* About this task *
Ignoring the images, restate the records below word for word.

* Given data *
[Start of section]

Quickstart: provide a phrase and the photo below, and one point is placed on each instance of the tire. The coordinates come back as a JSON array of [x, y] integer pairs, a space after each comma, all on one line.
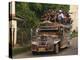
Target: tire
[[56, 48]]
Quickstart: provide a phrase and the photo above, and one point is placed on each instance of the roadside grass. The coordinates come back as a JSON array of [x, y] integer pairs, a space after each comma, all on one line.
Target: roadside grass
[[19, 50]]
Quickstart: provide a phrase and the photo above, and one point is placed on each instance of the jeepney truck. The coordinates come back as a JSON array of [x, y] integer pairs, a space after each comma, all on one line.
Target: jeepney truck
[[50, 37]]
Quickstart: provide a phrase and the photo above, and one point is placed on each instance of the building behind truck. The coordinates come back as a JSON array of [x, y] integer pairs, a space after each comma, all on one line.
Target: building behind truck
[[51, 35]]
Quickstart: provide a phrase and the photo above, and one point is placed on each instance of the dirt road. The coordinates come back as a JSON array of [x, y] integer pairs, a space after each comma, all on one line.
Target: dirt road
[[73, 50]]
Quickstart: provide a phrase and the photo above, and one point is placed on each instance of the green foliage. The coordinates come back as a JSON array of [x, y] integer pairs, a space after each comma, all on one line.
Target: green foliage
[[31, 15]]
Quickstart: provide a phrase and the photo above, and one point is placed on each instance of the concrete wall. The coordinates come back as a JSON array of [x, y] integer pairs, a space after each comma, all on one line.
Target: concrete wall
[[74, 16]]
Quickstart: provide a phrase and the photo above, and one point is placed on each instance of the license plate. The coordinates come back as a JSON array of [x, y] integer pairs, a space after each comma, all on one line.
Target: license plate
[[41, 49]]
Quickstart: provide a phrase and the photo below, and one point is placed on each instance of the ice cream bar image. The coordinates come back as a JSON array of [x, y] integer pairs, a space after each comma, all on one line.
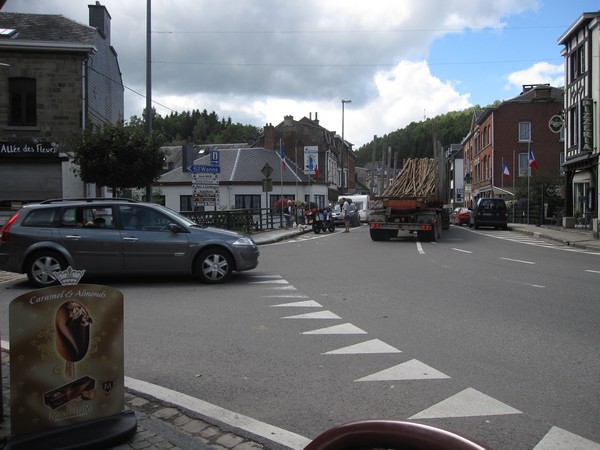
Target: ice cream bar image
[[72, 338], [83, 388]]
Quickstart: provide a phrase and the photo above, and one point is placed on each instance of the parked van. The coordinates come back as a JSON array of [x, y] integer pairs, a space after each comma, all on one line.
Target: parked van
[[362, 203], [489, 212]]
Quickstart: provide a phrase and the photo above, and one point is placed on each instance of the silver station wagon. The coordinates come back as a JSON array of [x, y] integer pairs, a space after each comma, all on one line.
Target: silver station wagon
[[118, 236]]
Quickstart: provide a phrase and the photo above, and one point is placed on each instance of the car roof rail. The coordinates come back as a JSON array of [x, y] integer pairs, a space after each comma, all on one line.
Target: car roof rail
[[88, 199]]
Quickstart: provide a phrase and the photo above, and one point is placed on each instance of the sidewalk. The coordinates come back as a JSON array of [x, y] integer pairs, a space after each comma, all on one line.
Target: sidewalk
[[169, 420]]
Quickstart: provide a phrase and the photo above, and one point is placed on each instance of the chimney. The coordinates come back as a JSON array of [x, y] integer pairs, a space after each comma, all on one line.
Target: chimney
[[100, 19]]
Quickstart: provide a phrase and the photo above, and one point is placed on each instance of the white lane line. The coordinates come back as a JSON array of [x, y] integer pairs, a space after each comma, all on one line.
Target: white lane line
[[468, 403], [317, 315], [222, 415], [345, 328], [559, 439], [304, 304], [284, 288], [374, 346], [271, 281], [518, 260], [461, 250], [410, 370]]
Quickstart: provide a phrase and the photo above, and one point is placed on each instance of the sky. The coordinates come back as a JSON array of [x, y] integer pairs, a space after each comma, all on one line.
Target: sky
[[398, 61]]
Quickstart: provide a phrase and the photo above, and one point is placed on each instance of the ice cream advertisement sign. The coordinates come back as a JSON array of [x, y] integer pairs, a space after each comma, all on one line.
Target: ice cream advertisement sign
[[66, 356]]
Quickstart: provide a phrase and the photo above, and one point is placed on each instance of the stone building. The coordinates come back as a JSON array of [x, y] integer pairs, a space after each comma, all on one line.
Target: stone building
[[55, 75]]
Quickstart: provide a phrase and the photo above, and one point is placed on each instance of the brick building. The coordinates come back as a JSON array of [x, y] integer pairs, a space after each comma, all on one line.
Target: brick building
[[505, 134], [582, 93], [336, 160], [55, 74]]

[End of section]

* Exercise answer *
Quickstart: provide a phrase and the photo below, and one point is placed on each instance of the tire. The coordinates come back as a JSON array of [x, y] integer pairs, a space after each comma, all on one line.
Target: tire
[[56, 48]]
Quickstart: provide a phrase and the photo above, and one point is placed on each instance of the roadside grass. The coordinates come back as a JSON array of [x, y] integer pairs, a space after each comma, all on one line.
Target: roadside grass
[[19, 50]]
Quickstart: provide a phrase and the photo above, and one point is placed on each instance of the jeepney truck. The coordinates come back as a JSON array of [x, y] integer pairs, a space after each comma, all on one line.
Target: jeepney truck
[[50, 37]]
Quickstart: provide a phrase and the photo above, and one point is placed on each instance of the building behind truck. The coordinates come back as a JSON array of [x, y] integer pairs, a space after each comma, all on one line.
Target: building behind truck
[[51, 35]]
Quickstart: provide a phrase and the photo above, and one point is placed on each instance of the dirt road. The coordinates come back as a JSON array of [x, y] integer pairs, a space after each comma, all on one line.
Target: dirt road
[[73, 50]]
Quickstart: provide a phrase and the photo above, and one point is placed on each instance of the green foliage. The coordinates come back as a JSON array of [x, y] integer pairs, a space after each comma, all on one line.
Target: green foliage
[[31, 15]]
Quickstart: provide a phrase and the photo above, and one point is placed on each instance of the concrete wall. The coordinates come back as a JSON array of [x, y] integer pairs, a space after each comma, all on one line.
Target: concrete wall
[[74, 16]]
Quickstart: provide a phrase and the photo above, and one point is placed on each instance of the license plate. The coordinates come back as a JSON array of [x, y] integer pairs, a space after each comma, all on one line.
Target: license plate
[[41, 49]]
Quickstart: provide a phrase and the photo below, and one point is placed on each instance of the ice cream bar image. The coordinates come back as a JSON array of [x, y] integer pairs, a space after each comma, all on one line.
Target: ice cream bar image
[[72, 338], [83, 388]]
Quickstart: provide a phrase and the photo above, and one point is placed on each instance of the parked van. The coordinates come back as a JSON array of [x, y] integer pairs, a space after each comma, all on one line.
Target: parked van
[[362, 203], [489, 212]]
Quickstart: provide a phrase and the photo above, and one point is placed on each instance of the silver station wagon. The coordinates come back as a JSON array of [x, y] integer pairs, a space after each comma, all on one line.
Target: silver station wagon
[[118, 236]]
Quickstart: provide a phrase and the photo above, and one point is placed on each instance of the car roof rail. The coordinates come back as a JSON array of [x, y] integer pairs, a space after each comma, all on one line.
Target: car roof rail
[[88, 199]]
Quickstart: provide a phrase and the photo above, and one point is placed on each instance of the sidewalk. The coordinates come back as a JSON array of [x, y] integer pairs, a space after each comma, all on one line.
Target: sidewalk
[[169, 420]]
Quickstart: provide a phrase and the photo above, and one point is placed on each instance of the chimney. The coordinates come back as a JSON array of [x, y] integer pairs, a space after each comma, all on one line.
Target: chimney
[[100, 19]]
Quickstart: provide a phrase and the photo above, and one point is placed on each instance of the white lane line. The coordinates come back as a JSON array of [x, y] integer pairs, a space after each comma, all on one line.
Target: white lane line
[[468, 403], [317, 315], [222, 415], [345, 328], [559, 439], [304, 304], [284, 288], [374, 346], [271, 281], [518, 260], [461, 250], [410, 370]]
Quickstart: provide a phrase and the photo above, and one point is placed on each instance of the sky. The coordinates come back as a JSON array of [x, y] integer pairs, a space after each comma, all on one line.
Target: sky
[[398, 61]]
Quickstart: provide a phrase and the photo above, and one point is placed on each instance of the ice cream advertisement sign. The coordinates come back as a JSON array of [x, y] integer pairs, a space after each comma, all on one line.
Target: ice cream advertisement sign
[[66, 356]]
Quickstart: provide a phrase and the photo above, and one point is placed on each instance of the stone building. The coordinates come back as a JSON array of [x, y] integer pairs, a space after each comma, all on one line.
Target: stone building
[[55, 75]]
Quickstart: provide a phrase and the photo above, and one point is placed on each instance of the brick building. The coordinates come back as a JSON array of [x, y] integer pairs, a space after each comma, all on one line.
Target: brick building
[[505, 134], [582, 93], [336, 160], [55, 74]]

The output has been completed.